- _Goal of the exercise_:
Your task is to write out the lines from the line containing "Keypoint placement for each instance of the tree: set" through the last line of the material, exactly.

******

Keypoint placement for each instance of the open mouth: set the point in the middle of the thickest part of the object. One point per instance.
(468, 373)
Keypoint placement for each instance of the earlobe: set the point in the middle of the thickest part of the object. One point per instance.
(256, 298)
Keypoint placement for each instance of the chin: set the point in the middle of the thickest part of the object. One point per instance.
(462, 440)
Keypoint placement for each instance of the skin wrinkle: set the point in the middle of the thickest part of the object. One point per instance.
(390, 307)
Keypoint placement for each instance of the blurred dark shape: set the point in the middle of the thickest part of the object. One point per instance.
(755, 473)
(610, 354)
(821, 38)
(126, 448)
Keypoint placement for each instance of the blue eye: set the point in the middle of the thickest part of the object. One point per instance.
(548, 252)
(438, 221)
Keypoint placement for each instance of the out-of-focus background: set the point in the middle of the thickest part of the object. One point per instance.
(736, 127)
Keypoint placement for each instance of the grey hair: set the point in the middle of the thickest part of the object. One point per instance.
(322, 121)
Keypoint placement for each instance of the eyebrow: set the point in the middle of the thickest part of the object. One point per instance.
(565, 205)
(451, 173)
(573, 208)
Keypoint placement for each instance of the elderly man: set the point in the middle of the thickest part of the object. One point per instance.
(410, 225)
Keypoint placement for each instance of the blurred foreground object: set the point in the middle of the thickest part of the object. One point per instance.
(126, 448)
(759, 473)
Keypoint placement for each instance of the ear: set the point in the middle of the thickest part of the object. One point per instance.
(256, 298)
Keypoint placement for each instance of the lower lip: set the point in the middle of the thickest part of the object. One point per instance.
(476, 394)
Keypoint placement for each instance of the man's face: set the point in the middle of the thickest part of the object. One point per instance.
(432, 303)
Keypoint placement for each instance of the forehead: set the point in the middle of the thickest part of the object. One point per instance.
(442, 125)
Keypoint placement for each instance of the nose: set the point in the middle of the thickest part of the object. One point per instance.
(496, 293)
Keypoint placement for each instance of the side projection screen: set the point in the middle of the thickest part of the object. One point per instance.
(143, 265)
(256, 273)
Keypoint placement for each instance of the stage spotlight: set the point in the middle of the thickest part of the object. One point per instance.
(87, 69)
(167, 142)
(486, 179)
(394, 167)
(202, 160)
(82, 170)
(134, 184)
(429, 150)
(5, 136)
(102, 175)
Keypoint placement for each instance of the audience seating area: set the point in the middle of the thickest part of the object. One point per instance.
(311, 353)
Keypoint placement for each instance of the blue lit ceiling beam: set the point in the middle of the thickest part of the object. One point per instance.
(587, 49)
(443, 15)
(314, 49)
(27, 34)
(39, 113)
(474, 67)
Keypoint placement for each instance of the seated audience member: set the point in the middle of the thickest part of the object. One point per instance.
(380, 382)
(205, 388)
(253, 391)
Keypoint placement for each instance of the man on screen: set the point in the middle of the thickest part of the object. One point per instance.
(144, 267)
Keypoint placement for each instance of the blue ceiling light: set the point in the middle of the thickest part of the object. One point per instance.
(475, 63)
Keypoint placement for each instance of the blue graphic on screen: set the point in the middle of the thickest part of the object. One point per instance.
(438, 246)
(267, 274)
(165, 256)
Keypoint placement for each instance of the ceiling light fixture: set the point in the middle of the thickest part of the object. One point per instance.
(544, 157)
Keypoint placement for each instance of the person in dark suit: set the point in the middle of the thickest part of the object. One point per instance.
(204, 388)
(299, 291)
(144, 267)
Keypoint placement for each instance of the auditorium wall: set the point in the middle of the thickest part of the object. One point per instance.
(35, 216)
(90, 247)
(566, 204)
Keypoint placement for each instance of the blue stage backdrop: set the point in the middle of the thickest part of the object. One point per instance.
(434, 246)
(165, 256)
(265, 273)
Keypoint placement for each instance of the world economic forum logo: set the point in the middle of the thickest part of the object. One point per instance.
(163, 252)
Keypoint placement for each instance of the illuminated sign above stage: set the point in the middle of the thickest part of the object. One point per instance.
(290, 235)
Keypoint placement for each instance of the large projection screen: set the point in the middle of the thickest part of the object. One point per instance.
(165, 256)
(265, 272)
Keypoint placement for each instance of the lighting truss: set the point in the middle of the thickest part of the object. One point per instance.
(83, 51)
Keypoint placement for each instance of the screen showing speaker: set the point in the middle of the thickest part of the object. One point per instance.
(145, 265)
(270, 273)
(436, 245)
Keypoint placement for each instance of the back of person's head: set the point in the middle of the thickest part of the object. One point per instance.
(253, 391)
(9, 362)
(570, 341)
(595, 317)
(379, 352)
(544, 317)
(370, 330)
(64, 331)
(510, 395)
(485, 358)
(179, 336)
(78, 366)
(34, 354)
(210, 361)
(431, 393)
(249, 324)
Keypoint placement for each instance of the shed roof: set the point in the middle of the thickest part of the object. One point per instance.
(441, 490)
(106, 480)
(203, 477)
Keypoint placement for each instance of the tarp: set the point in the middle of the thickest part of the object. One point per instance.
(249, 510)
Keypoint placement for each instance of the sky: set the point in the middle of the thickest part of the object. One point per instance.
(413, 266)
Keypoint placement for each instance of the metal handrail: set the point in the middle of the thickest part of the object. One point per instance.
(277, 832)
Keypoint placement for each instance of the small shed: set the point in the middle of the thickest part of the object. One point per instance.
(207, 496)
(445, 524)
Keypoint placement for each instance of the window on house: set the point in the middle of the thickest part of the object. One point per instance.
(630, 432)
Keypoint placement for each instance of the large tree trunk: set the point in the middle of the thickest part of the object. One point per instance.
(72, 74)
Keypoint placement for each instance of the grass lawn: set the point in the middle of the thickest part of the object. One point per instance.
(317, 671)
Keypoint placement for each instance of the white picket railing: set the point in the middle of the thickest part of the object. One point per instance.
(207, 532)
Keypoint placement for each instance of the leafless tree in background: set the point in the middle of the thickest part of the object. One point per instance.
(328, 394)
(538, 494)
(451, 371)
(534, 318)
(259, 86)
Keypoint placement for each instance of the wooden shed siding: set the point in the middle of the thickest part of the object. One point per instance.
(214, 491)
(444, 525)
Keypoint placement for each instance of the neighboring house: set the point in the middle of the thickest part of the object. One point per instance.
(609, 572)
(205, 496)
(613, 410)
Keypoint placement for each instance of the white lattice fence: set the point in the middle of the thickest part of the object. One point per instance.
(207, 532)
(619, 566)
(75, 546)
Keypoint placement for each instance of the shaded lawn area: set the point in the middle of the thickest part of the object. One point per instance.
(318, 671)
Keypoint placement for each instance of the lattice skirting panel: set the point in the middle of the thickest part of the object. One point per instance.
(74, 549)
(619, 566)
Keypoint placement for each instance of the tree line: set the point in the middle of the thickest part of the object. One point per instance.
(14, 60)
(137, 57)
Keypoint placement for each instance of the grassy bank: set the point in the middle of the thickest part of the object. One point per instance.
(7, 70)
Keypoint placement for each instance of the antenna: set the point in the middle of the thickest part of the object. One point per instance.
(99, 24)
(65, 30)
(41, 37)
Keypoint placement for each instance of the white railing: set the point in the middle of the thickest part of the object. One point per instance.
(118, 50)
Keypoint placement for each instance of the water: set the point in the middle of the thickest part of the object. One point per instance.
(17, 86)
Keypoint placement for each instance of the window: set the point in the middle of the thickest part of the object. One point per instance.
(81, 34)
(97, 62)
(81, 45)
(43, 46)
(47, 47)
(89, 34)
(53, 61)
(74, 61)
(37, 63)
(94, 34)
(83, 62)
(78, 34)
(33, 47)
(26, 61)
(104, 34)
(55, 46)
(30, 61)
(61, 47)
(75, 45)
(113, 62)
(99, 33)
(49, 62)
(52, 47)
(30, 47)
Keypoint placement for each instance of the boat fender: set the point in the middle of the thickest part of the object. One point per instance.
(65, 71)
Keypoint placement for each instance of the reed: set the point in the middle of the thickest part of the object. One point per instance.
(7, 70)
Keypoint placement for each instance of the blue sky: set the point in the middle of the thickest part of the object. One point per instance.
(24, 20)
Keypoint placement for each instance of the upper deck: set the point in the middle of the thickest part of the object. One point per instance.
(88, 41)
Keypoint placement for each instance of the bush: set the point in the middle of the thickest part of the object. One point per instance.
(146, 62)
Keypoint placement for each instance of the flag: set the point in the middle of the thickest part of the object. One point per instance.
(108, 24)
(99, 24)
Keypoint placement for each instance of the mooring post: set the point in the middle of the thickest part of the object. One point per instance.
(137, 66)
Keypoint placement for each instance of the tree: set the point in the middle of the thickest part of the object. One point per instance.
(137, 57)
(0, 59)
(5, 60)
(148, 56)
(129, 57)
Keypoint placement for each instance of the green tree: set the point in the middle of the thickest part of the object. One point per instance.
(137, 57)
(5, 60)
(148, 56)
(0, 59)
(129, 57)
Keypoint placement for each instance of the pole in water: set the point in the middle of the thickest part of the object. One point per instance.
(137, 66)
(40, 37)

******

- _Expected answer_:
Keypoint placement for each instance of the tree: set the point in the middle of the thickest part of the object. One point per instance.
(137, 57)
(0, 59)
(5, 60)
(148, 56)
(129, 57)
Keypoint placement for each instance of the green tree: set the point in the middle of the thickest part of the object. One point per instance.
(137, 57)
(5, 60)
(148, 56)
(0, 59)
(129, 57)
Keypoint placement for each instance of the pole in water: set the point in the middle of the thickest part of the object. One point per instance.
(137, 66)
(40, 37)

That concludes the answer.